Directions: The answer must be every entry, retyped without a single difference.
━━ Data for analysis
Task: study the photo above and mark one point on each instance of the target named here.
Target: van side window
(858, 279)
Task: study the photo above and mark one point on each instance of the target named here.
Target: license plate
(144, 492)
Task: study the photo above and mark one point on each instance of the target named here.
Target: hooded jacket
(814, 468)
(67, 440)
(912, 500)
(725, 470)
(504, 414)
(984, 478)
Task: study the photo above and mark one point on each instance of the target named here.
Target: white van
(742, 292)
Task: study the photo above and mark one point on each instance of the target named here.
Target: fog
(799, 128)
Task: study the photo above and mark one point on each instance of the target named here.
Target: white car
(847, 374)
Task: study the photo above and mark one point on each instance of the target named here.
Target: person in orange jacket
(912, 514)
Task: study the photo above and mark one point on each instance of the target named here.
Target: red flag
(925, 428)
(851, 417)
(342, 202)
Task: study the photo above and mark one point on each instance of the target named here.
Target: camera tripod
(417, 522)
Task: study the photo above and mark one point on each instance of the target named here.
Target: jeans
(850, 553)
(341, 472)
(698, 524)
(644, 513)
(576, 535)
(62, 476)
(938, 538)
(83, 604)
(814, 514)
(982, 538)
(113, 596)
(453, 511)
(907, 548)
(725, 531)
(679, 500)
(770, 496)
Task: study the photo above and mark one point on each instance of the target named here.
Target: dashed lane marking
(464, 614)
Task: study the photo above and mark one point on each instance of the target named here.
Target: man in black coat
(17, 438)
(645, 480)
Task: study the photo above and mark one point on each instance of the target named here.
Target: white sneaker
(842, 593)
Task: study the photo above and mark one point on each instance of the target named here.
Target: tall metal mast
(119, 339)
━━━━
Exercise solution:
Task: study the photo above and mark one point on each instance of the target named here.
Target: van side window
(858, 279)
Task: study the photo above and mark one point on each instance of the target named here.
Target: license plate
(144, 492)
Task: study the photo above and mark one point on each instance of the target named here.
Target: hooded jacket
(814, 468)
(67, 440)
(912, 500)
(725, 470)
(504, 414)
(984, 478)
Task: study the photo above and mark one point on each instance of the target named here.
Target: white van
(742, 292)
Task: study the photo above and mark one point on each instance of the target named here.
Target: fog
(799, 128)
Task: study the photo above and mark one point on each instance of the target named here.
Target: white car
(847, 374)
Task: study the photo above and mark one point on each instance of the target named here.
Target: person in orange jacket
(912, 514)
Task: study the photo above and mark one point on each instance of the target named here.
Target: red flag
(925, 428)
(851, 417)
(342, 202)
Task: study the photo above and mark one point on each instance of the target named here.
Target: camera tripod
(417, 522)
Task: study the photo above and mark one point on each instance of the target named here.
Target: jeans
(850, 553)
(341, 472)
(698, 524)
(644, 513)
(576, 535)
(62, 476)
(938, 538)
(83, 604)
(814, 514)
(982, 538)
(113, 596)
(453, 511)
(907, 548)
(725, 531)
(679, 500)
(770, 496)
Task: study the photo above and mark one point on each instance of the target named here.
Target: dashed lane marking
(464, 614)
Task: study the photo above and mark one point on each instance of the target named here.
Target: man in black coat
(17, 438)
(645, 480)
Task: study the photo above and mark one point on each instance of the target named here.
Target: white sneaker
(842, 593)
Task: study the photo above and mark one point on each instance of the target named here.
Target: tall metal mast
(119, 339)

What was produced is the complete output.